── Records supplied

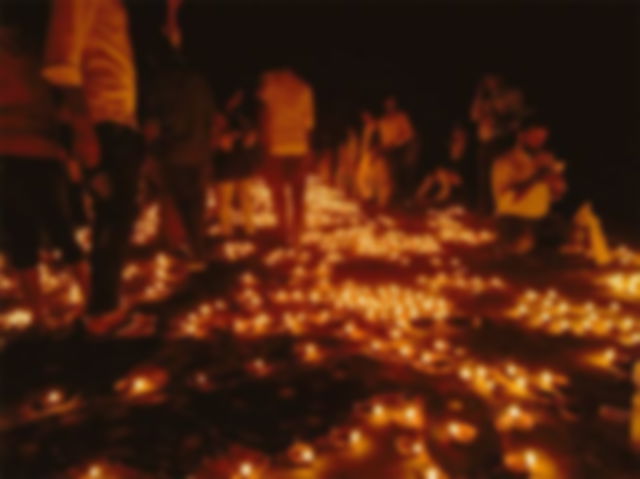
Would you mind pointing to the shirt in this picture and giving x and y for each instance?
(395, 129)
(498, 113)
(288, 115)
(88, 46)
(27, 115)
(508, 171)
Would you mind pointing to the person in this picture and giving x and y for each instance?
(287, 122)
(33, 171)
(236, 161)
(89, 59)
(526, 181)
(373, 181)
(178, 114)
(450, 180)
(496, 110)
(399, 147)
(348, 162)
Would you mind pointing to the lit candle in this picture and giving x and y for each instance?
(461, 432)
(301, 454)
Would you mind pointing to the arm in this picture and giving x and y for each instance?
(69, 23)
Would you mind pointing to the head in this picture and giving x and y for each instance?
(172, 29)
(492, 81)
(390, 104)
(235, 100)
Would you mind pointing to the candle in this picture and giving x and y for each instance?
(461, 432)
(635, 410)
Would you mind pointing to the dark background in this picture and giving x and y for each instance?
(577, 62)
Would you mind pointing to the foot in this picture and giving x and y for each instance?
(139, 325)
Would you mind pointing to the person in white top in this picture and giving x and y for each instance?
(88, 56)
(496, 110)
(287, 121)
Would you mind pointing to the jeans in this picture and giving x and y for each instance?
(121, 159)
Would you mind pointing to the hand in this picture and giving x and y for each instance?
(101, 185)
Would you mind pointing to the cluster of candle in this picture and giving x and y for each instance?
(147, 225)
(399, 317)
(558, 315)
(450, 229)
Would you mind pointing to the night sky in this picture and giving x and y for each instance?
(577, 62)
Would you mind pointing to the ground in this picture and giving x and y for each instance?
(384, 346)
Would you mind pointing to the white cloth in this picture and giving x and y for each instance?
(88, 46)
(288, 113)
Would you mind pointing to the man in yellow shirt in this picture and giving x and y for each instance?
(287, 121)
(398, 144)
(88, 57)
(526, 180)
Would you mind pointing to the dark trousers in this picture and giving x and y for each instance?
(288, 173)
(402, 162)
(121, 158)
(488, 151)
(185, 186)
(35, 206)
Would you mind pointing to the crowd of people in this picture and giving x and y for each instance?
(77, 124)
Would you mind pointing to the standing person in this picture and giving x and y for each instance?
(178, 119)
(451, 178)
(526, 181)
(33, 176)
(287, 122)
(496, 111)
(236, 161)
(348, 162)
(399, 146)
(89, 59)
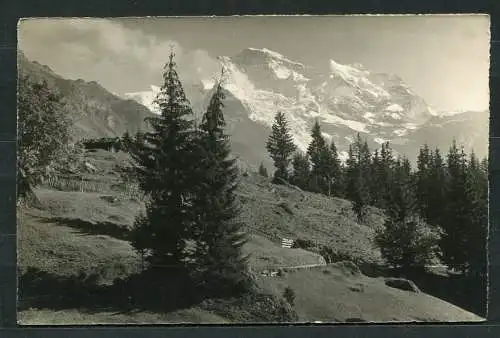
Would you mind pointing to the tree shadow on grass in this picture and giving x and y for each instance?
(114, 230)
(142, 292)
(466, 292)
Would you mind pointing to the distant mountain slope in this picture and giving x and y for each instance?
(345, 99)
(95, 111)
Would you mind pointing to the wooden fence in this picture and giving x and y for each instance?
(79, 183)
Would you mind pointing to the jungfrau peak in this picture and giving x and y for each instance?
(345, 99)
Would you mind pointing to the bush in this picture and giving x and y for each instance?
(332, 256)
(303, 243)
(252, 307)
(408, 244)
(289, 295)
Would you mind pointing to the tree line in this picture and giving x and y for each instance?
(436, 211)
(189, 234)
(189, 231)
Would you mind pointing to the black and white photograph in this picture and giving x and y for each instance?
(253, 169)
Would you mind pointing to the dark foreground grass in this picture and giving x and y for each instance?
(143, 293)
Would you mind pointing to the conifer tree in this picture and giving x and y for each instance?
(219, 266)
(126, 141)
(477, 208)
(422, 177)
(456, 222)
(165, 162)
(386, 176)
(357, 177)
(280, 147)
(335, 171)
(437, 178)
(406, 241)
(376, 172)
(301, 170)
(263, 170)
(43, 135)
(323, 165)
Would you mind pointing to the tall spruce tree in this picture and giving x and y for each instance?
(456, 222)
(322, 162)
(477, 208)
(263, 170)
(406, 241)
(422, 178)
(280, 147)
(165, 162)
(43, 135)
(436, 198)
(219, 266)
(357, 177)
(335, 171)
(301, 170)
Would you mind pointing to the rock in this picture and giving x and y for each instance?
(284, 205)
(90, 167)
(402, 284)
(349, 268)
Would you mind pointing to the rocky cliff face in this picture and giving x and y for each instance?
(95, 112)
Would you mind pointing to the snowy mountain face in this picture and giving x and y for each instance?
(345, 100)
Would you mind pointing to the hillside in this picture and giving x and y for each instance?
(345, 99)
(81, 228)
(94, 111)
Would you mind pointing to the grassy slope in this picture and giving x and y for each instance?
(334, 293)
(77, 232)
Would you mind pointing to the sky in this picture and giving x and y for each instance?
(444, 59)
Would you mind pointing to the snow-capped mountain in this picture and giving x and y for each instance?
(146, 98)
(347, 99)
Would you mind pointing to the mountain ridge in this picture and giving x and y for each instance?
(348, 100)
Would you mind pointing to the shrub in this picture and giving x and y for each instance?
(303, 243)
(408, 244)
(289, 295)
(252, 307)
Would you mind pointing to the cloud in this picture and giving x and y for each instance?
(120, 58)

────

> **Task brief**
Reproduce the material above verbatim, line for line, leaving out the pictures.

> **Solution**
Would you mind pointing to the shirt in this picture and giving x and y for each instance?
(395, 129)
(498, 113)
(288, 115)
(88, 46)
(27, 115)
(508, 171)
Would you mind pointing to the person in this picture and giving x and y for each instance?
(287, 122)
(33, 171)
(236, 161)
(89, 59)
(526, 181)
(373, 181)
(178, 114)
(450, 180)
(496, 110)
(399, 147)
(348, 162)
Would you mind pointing to the lit candle in this picture and giving x and y for each instance?
(461, 432)
(301, 454)
Would you mind pointing to the arm in this picture and giving x and y for each instance?
(69, 23)
Would you mind pointing to the head in this picture and giving x and y for each instance?
(172, 29)
(492, 81)
(390, 104)
(235, 100)
Would you mind pointing to the candle in this picture and giving x and y for each instance?
(461, 432)
(635, 410)
Would you mind pointing to the dark background in this picture and giving x and y for each instance?
(577, 62)
Would you mind pointing to the foot in this picture and giving x and y for each instance?
(139, 325)
Would you mind pointing to the person in white top in this picture and giving x and y for each instance?
(88, 56)
(496, 110)
(287, 121)
Would you mind pointing to the jeans in this picture and giving x and y for each instance?
(121, 159)
Would you mind pointing to the hand in this picture and giving x and y for each instance?
(101, 185)
Would you mind pointing to the cluster of candle in this picture and giving x and y for each instance?
(147, 225)
(399, 317)
(558, 315)
(450, 229)
Would you mind pointing to the night sky in this picture and giving x and y for each instance?
(577, 62)
Would you mind pointing to the ground in this picture and giving x and y for each instance?
(384, 346)
Would you mind pointing to the white cloth in this picture and giving x and y for each instance?
(88, 46)
(288, 113)
Would you mind pointing to the man in yellow shirt in this picture and giving x and y for each instance?
(287, 121)
(398, 144)
(88, 57)
(526, 180)
Would you mind pointing to the dark trousers in this picture and giving x and y for each instance?
(288, 173)
(402, 162)
(121, 158)
(488, 151)
(185, 186)
(35, 206)
Would you mind pointing to the crowd of people in this picture and giving x and y for each instance?
(77, 124)
Would you mind pointing to the standing person in this picture and giving x and y for each instance?
(178, 119)
(451, 178)
(526, 181)
(33, 176)
(287, 122)
(496, 111)
(236, 161)
(348, 162)
(399, 146)
(89, 59)
Would you mind pointing to the tree shadow on grass in this picture and giving x and y for each instance?
(114, 230)
(142, 292)
(466, 292)
Would you mind pointing to the distant mountain slope in this picture and giving x and y for each instance?
(345, 99)
(95, 111)
Would you mind pointing to the wooden fence in this picture and giving x and y for each instance?
(79, 183)
Would you mind pointing to the jungfrau peak in this picture and giving x and y for each instance?
(345, 99)
Would you mind pointing to the bush in this picture and giving x and y for each instance?
(332, 256)
(303, 243)
(252, 307)
(408, 244)
(289, 295)
Would you mind pointing to the tree line in this picture and giving x and y for each instance?
(436, 211)
(189, 234)
(189, 231)
Would you mind pointing to the black and white photograph in this picture and giving x and y for each instance?
(253, 169)
Would you mind pointing to the dark foreground grass in this picture and giving x and y for each instance?
(143, 293)
Would you mind pointing to the conifer tree in this picture and giving x and y for each instance?
(219, 266)
(126, 141)
(477, 208)
(422, 177)
(456, 222)
(165, 162)
(386, 176)
(357, 177)
(280, 147)
(335, 171)
(437, 178)
(406, 241)
(376, 172)
(301, 170)
(263, 170)
(43, 135)
(323, 165)
Would you mind pointing to the tall spruce tree in this picture and giving x and y for each instance?
(456, 222)
(322, 162)
(477, 208)
(263, 170)
(406, 241)
(422, 178)
(280, 147)
(165, 162)
(43, 135)
(436, 198)
(219, 266)
(357, 177)
(335, 171)
(301, 170)
Would you mind pointing to the rock in this picture and giving x and y for each instance?
(284, 205)
(90, 167)
(402, 284)
(349, 268)
Would you mind pointing to the rocky cliff face in this picture and giving x and y for each instance?
(95, 112)
Would you mind pointing to the snowy mountain face in this picture and giving x and y for each instance?
(345, 100)
Would you mind pointing to the hillside in this picture and giving x and y for each instance?
(345, 99)
(81, 228)
(94, 111)
Would you mind pointing to the grassy slope in this picture and giving x and y for each instance?
(334, 293)
(77, 232)
Would you mind pointing to the sky in this picture and giving x and y for each instance?
(444, 59)
Would you mind pointing to the snow-capped mountain in this picture and giving x and y for each instance?
(146, 98)
(347, 99)
Would you mind pointing to the mountain ridge in this picture and giving x and y for each instance?
(348, 100)
Would you mind pointing to the shrub in this picture and giving x and y for each instance?
(303, 243)
(408, 244)
(289, 295)
(252, 307)
Would you mind pointing to the cloud in this picture and giving x and y for each instance?
(120, 58)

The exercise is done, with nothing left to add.